A terrain park or snow park is an outdoor recreation area containing terrain that allows skiers, snowboarders and snowbikers to perform tricks. Terrain parks have their roots in skateparks and many of the features are common to both.

From their inception to as recently as the 1980s, ski areas generally banned jumping and any kind of aerial maneuvers, usually under penalty of revoking the offender's lift ticket. By the 1990s, most areas provided snow features specifically catering to aerial snowsports. One of the first in-bounds terrain parks was the snowboard park built in 1990 at Vail's (Colorado) resort. The park was soon copied in other resorts. Today most resorts have terrain parks, with many having multiple parks of various difficulty. Some resorts are almost exclusively terrain parks such as Echo Mountain Park in Evergreen, Colorado and Snow Park in Wānaka, New Zealand. In Colorado there has been a recent trend for defunct resorts such as Squaw Pass (now Echo Mountain Park) to be reopened, catering to terrain park users.

==History==
The first known terrain park (then called a ‘snowboard park’) was built at Bear Valley Ski Area (California) in the 1989–90 season. It was the brainchild of Bear Valley's Marketing Director Sean McMahon and California snowboarder and contest organizer Mike McDaniel.

● **WHAT NEEDS TO BE DONE**
Transcribe the terrain park passage word for word, starting with "From their inception" and going on through "terrain park users.". Rely only on the text for this work.

● **MATERIAL SHOWN**
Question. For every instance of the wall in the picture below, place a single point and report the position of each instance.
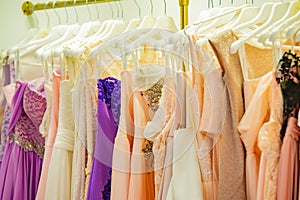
(14, 25)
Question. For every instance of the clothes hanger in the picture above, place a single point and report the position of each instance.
(55, 33)
(277, 32)
(135, 22)
(212, 18)
(205, 27)
(245, 15)
(162, 23)
(45, 51)
(84, 31)
(278, 11)
(293, 8)
(261, 17)
(165, 22)
(149, 20)
(117, 28)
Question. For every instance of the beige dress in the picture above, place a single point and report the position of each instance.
(232, 177)
(255, 62)
(133, 173)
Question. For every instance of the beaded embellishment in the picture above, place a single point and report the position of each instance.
(153, 96)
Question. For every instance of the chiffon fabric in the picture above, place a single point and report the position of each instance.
(255, 63)
(288, 169)
(49, 131)
(109, 102)
(85, 117)
(22, 160)
(186, 177)
(132, 173)
(232, 177)
(60, 167)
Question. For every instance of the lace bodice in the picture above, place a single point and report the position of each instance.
(26, 131)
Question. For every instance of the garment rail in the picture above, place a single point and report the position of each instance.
(28, 7)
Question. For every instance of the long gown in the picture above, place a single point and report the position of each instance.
(60, 167)
(109, 102)
(232, 177)
(50, 131)
(23, 157)
(132, 174)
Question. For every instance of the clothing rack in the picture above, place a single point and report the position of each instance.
(28, 7)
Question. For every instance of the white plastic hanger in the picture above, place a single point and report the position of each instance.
(293, 8)
(205, 27)
(213, 18)
(278, 11)
(85, 30)
(45, 51)
(117, 28)
(148, 21)
(261, 17)
(280, 28)
(245, 15)
(135, 22)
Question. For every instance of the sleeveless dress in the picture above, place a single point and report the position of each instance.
(109, 103)
(60, 167)
(22, 161)
(50, 131)
(255, 63)
(132, 171)
(7, 77)
(232, 177)
(186, 180)
(85, 118)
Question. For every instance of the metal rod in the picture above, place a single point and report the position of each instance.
(28, 7)
(184, 13)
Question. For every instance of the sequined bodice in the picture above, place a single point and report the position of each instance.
(109, 91)
(26, 131)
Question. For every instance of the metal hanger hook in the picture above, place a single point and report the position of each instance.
(55, 11)
(151, 11)
(98, 13)
(87, 6)
(165, 7)
(139, 8)
(74, 5)
(67, 14)
(48, 18)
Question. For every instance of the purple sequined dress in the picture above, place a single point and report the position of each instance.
(109, 94)
(8, 74)
(22, 160)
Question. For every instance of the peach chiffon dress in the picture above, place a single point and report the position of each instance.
(53, 125)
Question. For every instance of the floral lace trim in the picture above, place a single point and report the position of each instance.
(28, 146)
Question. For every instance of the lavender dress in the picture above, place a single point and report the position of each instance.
(22, 160)
(109, 94)
(7, 72)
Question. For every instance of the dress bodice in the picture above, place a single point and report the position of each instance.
(31, 110)
(65, 133)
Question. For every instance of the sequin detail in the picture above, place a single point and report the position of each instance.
(107, 188)
(153, 94)
(26, 131)
(109, 91)
(149, 156)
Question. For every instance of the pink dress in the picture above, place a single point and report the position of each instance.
(133, 172)
(50, 136)
(288, 169)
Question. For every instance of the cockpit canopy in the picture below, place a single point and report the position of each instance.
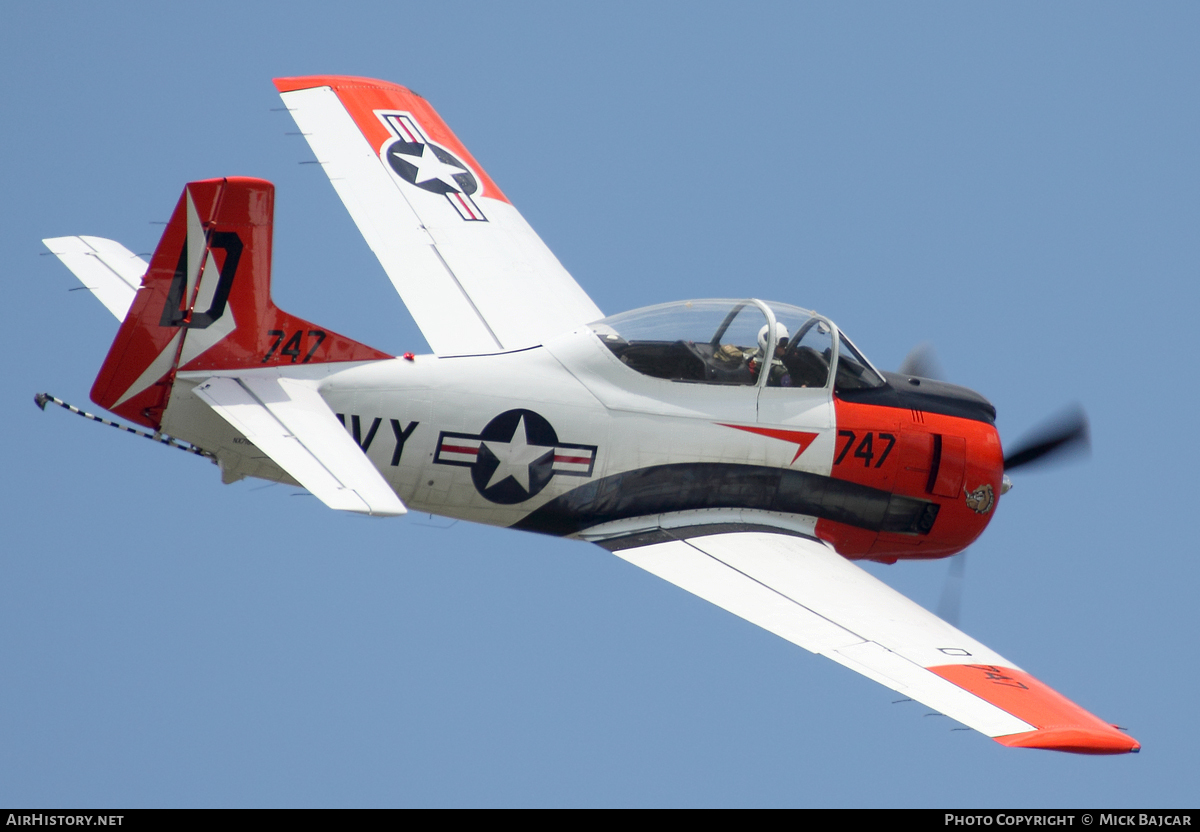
(729, 342)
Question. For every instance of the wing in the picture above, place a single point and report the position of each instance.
(109, 270)
(291, 423)
(801, 590)
(472, 271)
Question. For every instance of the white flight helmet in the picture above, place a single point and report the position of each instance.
(780, 335)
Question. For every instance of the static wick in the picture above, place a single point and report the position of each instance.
(43, 399)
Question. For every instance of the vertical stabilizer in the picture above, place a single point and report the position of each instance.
(205, 304)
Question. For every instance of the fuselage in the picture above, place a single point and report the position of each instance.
(574, 438)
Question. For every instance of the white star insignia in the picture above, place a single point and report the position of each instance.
(430, 167)
(515, 455)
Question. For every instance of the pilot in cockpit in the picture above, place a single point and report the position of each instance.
(779, 375)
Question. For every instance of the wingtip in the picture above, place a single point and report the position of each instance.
(1073, 741)
(311, 82)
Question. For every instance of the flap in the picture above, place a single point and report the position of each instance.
(803, 591)
(289, 422)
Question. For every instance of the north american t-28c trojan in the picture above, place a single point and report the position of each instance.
(744, 450)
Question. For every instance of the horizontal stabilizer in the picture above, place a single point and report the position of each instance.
(803, 591)
(106, 268)
(471, 270)
(291, 423)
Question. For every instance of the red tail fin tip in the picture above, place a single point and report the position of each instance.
(205, 304)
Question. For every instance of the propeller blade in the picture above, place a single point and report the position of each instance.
(922, 361)
(949, 606)
(1062, 435)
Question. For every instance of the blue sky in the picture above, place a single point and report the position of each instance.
(1017, 184)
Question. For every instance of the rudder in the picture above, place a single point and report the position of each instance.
(205, 304)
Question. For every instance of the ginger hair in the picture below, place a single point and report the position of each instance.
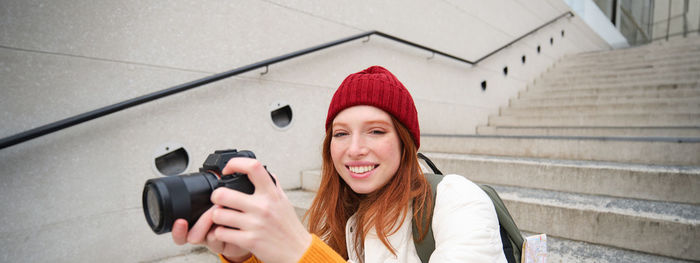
(384, 209)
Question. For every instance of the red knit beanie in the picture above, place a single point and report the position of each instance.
(376, 86)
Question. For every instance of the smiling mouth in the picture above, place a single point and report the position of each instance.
(362, 169)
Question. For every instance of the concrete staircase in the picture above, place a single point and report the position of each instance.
(602, 153)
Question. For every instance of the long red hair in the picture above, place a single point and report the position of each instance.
(383, 210)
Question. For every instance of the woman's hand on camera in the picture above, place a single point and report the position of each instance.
(265, 222)
(203, 233)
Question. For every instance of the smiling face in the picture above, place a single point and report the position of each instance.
(365, 148)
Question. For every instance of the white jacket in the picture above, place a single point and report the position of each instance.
(465, 227)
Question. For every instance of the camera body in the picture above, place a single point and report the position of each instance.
(187, 196)
(216, 162)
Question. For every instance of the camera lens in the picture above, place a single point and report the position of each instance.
(169, 198)
(153, 207)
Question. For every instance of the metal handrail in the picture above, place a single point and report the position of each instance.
(68, 122)
(634, 22)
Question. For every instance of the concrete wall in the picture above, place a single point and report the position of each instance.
(675, 25)
(75, 195)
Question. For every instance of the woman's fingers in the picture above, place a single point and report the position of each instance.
(179, 231)
(214, 244)
(229, 218)
(199, 231)
(256, 173)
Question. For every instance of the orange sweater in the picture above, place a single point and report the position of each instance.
(319, 252)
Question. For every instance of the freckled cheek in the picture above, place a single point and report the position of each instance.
(336, 154)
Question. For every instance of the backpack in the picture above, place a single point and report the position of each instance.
(511, 237)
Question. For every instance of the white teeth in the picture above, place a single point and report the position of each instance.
(361, 169)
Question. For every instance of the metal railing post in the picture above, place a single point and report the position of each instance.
(668, 19)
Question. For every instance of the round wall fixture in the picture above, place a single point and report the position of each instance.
(170, 159)
(281, 115)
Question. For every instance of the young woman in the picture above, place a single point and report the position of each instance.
(371, 183)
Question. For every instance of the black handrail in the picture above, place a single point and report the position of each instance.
(65, 123)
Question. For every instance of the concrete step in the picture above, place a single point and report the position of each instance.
(640, 150)
(589, 131)
(690, 100)
(651, 182)
(618, 59)
(680, 63)
(665, 106)
(662, 228)
(573, 80)
(670, 88)
(604, 120)
(635, 53)
(629, 62)
(607, 73)
(560, 250)
(537, 86)
(550, 212)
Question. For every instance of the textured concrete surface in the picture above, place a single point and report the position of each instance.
(661, 151)
(74, 195)
(659, 228)
(652, 182)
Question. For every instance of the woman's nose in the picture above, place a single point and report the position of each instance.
(358, 147)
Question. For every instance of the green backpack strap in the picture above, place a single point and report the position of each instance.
(505, 220)
(426, 246)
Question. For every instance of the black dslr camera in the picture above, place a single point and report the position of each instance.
(188, 196)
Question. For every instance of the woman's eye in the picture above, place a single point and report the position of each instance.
(339, 134)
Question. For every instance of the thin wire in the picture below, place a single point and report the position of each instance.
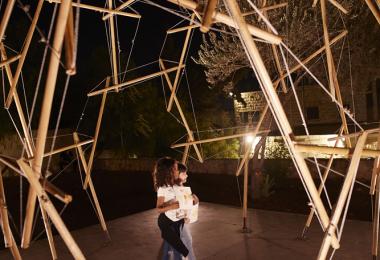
(58, 119)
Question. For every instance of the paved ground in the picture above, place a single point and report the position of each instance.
(216, 236)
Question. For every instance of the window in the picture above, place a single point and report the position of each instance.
(312, 113)
(243, 117)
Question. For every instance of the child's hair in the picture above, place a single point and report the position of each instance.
(163, 172)
(182, 167)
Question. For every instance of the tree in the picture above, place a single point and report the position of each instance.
(300, 26)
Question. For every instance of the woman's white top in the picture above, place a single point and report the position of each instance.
(168, 193)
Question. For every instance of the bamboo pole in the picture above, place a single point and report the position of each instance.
(6, 16)
(184, 121)
(92, 189)
(369, 131)
(70, 45)
(119, 8)
(375, 222)
(375, 11)
(329, 56)
(4, 215)
(115, 76)
(208, 14)
(278, 111)
(96, 135)
(184, 28)
(245, 192)
(222, 18)
(180, 63)
(51, 211)
(312, 56)
(98, 9)
(267, 8)
(186, 152)
(9, 240)
(49, 234)
(133, 81)
(315, 149)
(342, 200)
(24, 51)
(24, 125)
(221, 138)
(321, 185)
(45, 115)
(10, 60)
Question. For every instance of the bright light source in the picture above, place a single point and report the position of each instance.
(249, 138)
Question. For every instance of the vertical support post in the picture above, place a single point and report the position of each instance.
(45, 115)
(184, 121)
(375, 222)
(50, 209)
(96, 135)
(348, 182)
(176, 79)
(92, 189)
(115, 78)
(186, 151)
(25, 49)
(245, 192)
(9, 240)
(320, 188)
(278, 111)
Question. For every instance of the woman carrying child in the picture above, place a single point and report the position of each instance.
(165, 175)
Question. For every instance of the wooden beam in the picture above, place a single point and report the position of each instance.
(278, 111)
(375, 10)
(267, 8)
(311, 57)
(70, 45)
(215, 139)
(10, 60)
(69, 147)
(24, 125)
(342, 200)
(180, 63)
(208, 14)
(115, 76)
(45, 115)
(6, 16)
(184, 28)
(9, 240)
(24, 51)
(223, 18)
(96, 135)
(182, 115)
(51, 211)
(92, 189)
(119, 8)
(98, 9)
(133, 81)
(316, 149)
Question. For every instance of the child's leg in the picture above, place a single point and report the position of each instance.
(170, 232)
(188, 241)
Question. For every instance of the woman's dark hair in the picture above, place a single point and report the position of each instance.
(163, 172)
(182, 167)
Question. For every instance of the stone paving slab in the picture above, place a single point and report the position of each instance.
(217, 235)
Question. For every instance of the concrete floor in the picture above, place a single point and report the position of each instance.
(217, 235)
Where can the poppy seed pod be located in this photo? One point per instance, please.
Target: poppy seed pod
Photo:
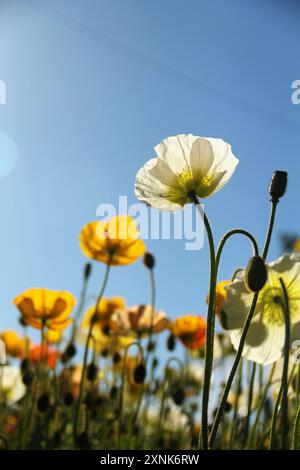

● **YOUR SOLUTION**
From their inception to as recently as the 1980s, ski areas generally banned jumping and any kind of aerial maneuvers, usually under penalty of revoking the offender's lift ticket. By the 1990s, most areas provided snow features specifically catering to aerial snowsports. One of the first in-bounds terrain parks was the snowboard park built in 1990 at Vail's (Colorado) resort. The park was soon copied in other resorts. Today most resorts have terrain parks, with many having multiple parks of various difficulty. Some resorts are almost exclusively terrain parks such as Echo Mountain Park in Evergreen, Colorado and Snow Park in Wānaka, New Zealand. In Colorado there has been a recent trend for defunct resorts such as Squaw Pass (now Echo Mountain Park) to be reopened, catering to terrain park users.